Consigne donnée
Reprenez le passage de l'extrait sur la présidence autrichienne de l'Union européenne en commençant par "L’intrigue ensuite : l’Autriche" et en allant jusqu'à "le veulent bien.", et remplacez "frontières" par "limites".

Extrait de page
L’acteur principal d’abord : le très jeune (31 ans) chancelier d’Autriche, Sebastian Kurz, est issu d’une séquence politique nationale qui a vu se succéder une élection présidentielle disputée en 2016 où le candidat extrémiste du FPÖ, Norbert Hofer, a été battu de justesse par l’ancien Vert Alexander Van Der Bellen. À l’occasion de ce scrutin, les partis classiques sociaux-démocrates et démocrates-chrétiens avaient été relégués à des scores historiquement bas (autour de 11%). Mais le parti démocrate-chrétien ÖVP, emmené par Kurz et ouvert à une alliance avec le FPÖ, avait pris sa revanche aux législatives de 2017 en remportant 62 sièges sur 183 au Parlement et formant une majorité et un gouvernement avec le FPÖ. Sebastian Kurz est la synthèse d’un renouvellement de la communication de l’ÖVP et la continuation d’une tradition d’alliance avec le FPÖ. Il donne aux thèmes du Groupe de Visegrad la caution d’un jeune leader contribuant au renouveau de la vie politique, l’onction d’un pays qui n’a jamais appartenu au bloc soviétique et la garantie d’un Etat moderne et efficace.

L’intrigue ensuite : l’Autriche a choisi de placer sa présidence sous le signe de la protection et de la sécurité de l’Union européenne. Elle met ainsi l’accent sur la protection des frontières, externes et même internes, de l’Union. Et elle souligne sa volonté que la répartition des migrants entre les Etats soit réalisée uniquement sur une base volontaire. Autrement dit, la solidarité européenne ne s’exerce en la matière qu’au cas par cas et si les intéressés le veulent bien.

Le temps ensuite : cette présidence intervient après le pic des arrivées de migrants sur le territoire européen mais exactement au moment où les thématiques du groupe de Višegrad s’imposent sur les échiquiers politiques nationaux.

Lignes de données
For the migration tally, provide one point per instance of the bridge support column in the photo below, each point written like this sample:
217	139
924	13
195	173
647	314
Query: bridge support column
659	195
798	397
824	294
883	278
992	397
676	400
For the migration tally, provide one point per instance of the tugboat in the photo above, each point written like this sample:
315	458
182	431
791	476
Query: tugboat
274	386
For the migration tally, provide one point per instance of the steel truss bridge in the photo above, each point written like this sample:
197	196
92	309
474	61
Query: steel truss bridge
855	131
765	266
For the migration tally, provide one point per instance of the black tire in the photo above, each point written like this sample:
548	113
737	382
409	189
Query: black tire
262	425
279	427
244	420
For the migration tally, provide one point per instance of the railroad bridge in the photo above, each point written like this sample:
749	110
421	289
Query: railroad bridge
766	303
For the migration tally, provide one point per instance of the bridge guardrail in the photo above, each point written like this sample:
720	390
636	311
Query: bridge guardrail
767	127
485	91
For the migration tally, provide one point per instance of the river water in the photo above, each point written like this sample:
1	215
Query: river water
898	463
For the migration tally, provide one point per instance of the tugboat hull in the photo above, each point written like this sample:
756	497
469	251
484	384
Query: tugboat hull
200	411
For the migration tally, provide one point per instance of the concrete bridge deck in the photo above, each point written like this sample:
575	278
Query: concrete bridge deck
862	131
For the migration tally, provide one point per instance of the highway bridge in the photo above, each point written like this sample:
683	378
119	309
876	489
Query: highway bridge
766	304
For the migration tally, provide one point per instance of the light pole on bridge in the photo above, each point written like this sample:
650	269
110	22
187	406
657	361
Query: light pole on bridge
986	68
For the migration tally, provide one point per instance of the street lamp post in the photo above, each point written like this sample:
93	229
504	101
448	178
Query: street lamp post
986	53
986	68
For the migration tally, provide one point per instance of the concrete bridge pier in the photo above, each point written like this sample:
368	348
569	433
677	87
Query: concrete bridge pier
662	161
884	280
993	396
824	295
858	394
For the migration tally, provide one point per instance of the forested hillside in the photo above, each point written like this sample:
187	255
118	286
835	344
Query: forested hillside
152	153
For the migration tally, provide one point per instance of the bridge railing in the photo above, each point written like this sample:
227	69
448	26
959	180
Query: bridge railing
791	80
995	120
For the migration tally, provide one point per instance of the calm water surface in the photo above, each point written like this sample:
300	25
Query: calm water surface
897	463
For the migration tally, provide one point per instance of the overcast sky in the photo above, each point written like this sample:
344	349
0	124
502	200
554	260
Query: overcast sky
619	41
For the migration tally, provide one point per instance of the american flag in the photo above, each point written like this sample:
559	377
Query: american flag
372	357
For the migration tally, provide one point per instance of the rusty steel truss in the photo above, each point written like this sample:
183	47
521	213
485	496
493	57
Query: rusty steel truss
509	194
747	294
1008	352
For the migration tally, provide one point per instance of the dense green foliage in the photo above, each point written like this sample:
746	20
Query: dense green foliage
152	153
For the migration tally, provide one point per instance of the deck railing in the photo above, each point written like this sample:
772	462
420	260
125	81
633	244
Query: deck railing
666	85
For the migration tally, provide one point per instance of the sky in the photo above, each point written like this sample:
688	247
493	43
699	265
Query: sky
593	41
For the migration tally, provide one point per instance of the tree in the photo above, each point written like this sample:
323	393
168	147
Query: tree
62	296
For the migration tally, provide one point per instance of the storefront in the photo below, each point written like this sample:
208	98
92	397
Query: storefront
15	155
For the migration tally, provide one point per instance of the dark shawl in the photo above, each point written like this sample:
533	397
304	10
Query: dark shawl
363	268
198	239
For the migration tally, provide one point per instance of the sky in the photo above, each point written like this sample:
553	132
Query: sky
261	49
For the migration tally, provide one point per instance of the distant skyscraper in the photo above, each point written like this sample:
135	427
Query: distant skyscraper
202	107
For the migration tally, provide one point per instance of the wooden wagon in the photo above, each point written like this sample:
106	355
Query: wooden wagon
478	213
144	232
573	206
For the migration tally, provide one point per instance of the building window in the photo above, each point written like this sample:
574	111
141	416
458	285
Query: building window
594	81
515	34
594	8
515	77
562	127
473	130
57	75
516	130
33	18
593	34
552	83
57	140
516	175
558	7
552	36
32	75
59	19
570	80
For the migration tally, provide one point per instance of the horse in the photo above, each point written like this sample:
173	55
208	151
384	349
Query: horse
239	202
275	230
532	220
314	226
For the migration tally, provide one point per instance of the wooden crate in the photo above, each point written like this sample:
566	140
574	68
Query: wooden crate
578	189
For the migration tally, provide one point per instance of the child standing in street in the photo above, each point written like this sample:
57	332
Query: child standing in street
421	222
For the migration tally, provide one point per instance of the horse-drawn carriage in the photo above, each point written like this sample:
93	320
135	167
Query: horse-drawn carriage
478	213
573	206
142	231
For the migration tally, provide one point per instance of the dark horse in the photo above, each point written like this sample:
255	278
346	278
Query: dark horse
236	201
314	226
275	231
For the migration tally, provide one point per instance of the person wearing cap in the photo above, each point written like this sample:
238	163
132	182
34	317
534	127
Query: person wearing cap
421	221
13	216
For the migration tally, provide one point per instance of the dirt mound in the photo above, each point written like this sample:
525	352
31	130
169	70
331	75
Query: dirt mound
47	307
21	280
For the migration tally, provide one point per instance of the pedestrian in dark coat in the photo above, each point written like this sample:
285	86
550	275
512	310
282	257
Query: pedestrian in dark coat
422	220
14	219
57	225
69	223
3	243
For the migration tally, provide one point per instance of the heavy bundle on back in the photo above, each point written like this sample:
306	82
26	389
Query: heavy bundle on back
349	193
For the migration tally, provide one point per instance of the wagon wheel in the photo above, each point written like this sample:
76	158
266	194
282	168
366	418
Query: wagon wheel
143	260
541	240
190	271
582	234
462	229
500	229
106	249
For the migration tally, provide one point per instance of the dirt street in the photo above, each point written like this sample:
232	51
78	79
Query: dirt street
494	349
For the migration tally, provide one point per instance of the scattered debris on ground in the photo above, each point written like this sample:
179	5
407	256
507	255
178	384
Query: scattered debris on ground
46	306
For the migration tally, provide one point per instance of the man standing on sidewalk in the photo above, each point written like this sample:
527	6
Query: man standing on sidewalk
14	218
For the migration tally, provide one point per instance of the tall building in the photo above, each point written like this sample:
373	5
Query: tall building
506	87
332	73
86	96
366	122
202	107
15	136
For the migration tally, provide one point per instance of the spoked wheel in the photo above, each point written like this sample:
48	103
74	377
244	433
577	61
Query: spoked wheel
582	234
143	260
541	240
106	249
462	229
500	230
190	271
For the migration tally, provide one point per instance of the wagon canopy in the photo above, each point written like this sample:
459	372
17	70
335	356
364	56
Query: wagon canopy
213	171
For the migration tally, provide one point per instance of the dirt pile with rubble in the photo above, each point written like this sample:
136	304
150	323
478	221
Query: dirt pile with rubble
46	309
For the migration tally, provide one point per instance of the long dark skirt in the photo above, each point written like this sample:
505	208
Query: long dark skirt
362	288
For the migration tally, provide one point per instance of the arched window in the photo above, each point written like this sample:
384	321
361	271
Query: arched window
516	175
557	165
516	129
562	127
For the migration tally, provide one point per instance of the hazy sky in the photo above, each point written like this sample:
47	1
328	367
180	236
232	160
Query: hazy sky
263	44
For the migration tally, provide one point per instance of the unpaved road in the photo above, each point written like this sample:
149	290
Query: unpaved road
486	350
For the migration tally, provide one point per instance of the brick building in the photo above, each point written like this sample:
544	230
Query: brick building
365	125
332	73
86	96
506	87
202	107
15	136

Réponse complète
L’intrigue ensuite : l’Autriche a choisi de placer sa présidence sous le signe de la protection et de la sécurité de l’Union européenne. Elle met ainsi l’accent sur la protection des limites, externes et même internes, de l’Union. Et elle souligne sa volonté que la répartition des migrants entre les Etats soit réalisée uniquement sur une base volontaire. Autrement dit, la solidarité européenne ne s’exerce en la matière qu’au cas par cas et si les intéressés le veulent bien.